* **Brano scelto**
################

Ci hanno detto sempre infatti che i genovesi sono bravi, bravissimi, a smetterla di scannarsi quando c’è da fare insieme il “dané”; che sono pragmatici, seri, positivi. E dalle recenti dichiarazioni del loro presidente degli agenti marittimi Giovanni Cerruti (Secolo XIX) sulla strabiliante e un po’ kafkiana vicenda dei due mega-progetti portuali che si combattono in Adriatico (progetto privato di Unicredit per Trieste e Monfalcone, progetto pubblico offshore per Venezia, ciascuno con il suo bel ministro e relative truppe cammellate scesi in campo) sembrerebbe proprio che fosse così. Cerruti si chiede, giustamente, che paese è diventato il nostro dove si impalla una proposta privata (Unicredit-Maersk) che tra l’altro ci metterebbe una valanga di soldi, per contrapporgli un progetto a (spaventosa) spesa pubblica, solo per una sfida tra ministri.

################

* **I tuoi compiti**
a) Le tre affermazioni seguenti concordano con il brano scelto qui sopra? Per ciascuna rispondi sì o no e cita tra virgolette le parole del brano che lo stabiliscono: (i) il progetto per Venezia è un progetto pubblico offshore; (ii) il progetto privato di Unicredit riguarda Genova; (iii) Giovanni Cerruti è presidente degli agenti marittimi.
b) Secondo il brano scelto, in quale giornale sono uscite le recenti dichiarazioni di Cerruti?

################

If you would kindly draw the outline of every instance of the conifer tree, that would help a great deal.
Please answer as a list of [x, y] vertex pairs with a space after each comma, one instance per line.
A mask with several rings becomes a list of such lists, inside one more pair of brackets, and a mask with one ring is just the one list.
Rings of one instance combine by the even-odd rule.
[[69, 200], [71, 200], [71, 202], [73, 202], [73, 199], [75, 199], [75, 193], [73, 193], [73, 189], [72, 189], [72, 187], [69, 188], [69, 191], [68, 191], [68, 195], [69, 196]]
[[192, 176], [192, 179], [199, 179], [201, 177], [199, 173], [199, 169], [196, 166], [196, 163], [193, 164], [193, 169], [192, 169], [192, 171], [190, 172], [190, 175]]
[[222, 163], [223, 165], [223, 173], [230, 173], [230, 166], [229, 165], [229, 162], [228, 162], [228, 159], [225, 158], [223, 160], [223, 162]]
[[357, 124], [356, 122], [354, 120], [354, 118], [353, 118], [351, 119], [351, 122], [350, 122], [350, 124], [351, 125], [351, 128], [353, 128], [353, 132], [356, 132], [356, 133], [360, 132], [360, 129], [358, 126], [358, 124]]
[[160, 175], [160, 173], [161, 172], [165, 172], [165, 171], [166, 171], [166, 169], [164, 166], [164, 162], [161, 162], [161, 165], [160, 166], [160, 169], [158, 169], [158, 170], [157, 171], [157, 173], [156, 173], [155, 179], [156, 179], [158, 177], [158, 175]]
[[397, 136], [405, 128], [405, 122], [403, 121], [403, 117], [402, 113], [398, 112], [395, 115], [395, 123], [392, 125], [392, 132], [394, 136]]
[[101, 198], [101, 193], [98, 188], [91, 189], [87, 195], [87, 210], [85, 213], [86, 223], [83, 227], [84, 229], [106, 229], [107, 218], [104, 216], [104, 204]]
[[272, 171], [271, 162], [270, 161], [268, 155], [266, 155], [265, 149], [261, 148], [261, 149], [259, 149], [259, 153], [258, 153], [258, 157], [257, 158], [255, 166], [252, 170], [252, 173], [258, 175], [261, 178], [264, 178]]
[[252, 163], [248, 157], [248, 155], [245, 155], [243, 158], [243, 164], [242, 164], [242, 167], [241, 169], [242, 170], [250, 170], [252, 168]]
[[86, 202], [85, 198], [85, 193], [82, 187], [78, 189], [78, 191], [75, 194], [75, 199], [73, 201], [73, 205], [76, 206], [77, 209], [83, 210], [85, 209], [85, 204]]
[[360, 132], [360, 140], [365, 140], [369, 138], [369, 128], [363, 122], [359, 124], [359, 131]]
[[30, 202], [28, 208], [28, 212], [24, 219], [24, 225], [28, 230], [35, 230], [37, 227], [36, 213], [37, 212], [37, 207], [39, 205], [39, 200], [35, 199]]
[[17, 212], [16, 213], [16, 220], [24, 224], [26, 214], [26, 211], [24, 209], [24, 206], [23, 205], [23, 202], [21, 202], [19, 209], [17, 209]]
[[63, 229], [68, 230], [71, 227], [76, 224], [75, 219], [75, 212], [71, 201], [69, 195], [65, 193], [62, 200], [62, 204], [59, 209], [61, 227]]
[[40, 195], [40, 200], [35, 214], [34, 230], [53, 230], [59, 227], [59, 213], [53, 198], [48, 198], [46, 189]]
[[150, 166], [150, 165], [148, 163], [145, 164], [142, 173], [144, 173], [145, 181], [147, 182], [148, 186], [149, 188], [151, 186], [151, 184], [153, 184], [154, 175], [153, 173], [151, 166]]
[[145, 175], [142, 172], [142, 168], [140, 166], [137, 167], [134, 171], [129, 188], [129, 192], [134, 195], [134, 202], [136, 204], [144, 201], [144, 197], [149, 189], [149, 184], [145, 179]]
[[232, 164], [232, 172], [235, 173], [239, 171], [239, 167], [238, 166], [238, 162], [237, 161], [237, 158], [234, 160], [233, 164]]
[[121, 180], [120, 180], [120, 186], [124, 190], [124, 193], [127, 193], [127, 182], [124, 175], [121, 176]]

################

* **Le risposte**
a)
(i) Sì: «progetto pubblico offshore per Venezia».
(ii) No: «progetto privato di Unicredit per Trieste e Monfalcone».
(iii) Sì: «presidente degli agenti marittimi Giovanni Cerruti».

b) Sul Secolo XIX.